CNN stepped in to “report” both the “news item” and the apparent controversy over someone going to a church where the Bible is preached and yet being allowed to be popular on HGTV for fixing up homes. They weighed in while attempting to purport “sensitivity” to viewers who love and follow the Bible, all the while making the idea sound both outdated and quaint, but then added a statistic (which may be false). The anchor said, “Half of all Christians believe Chip and Joanna Gain’s pastor would be correct on his stance that marriage is defined and restricted in the Bible as between a man and a woman.” That statement got me thinking…half believe something so clearly written in the Bible.

From what source did the other half get their ideas? Clearly, culture is pressing believers hard here as well. This isn’t just a phenomenon on the mission field.

Jesus followers seem to learn how to find God, but are quite weak on how to follow God.

### Entries supplied
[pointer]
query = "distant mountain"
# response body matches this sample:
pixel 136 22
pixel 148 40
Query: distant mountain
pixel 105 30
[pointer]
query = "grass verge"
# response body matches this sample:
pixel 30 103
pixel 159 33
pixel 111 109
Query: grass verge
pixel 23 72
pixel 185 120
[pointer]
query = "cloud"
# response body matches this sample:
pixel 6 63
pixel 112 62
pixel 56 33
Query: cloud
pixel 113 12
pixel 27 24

--

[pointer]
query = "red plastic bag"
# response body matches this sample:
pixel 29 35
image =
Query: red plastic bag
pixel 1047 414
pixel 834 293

---

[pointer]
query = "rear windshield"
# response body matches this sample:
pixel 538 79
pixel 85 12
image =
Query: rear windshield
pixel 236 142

### What is required
Transcribe the entire passage about CNN's report on a pastor's view of marriage, word for word. The records have nothing to do with the passage and stand on their own.

### Expected output
CNN stepped in to “report” both the “news item” and the apparent controversy over someone going to a church where the Bible is preached and yet being allowed to be popular on HGTV for fixing up homes. They weighed in while attempting to purport “sensitivity” to viewers who love and follow the Bible, all the while making the idea sound both outdated and quaint, but then added a statistic (which may be false). The anchor said, “Half of all Christians believe Chip and Joanna Gain’s pastor would be correct on his stance that marriage is defined and restricted in the Bible as between a man and a woman.” That statement got me thinking…half believe something so clearly written in the Bible.

From what source did the other half get their ideas? Clearly, culture is pressing believers hard here as well. This isn’t just a phenomenon on the mission field.

Jesus followers seem to learn how to find God, but are quite weak on how to follow God.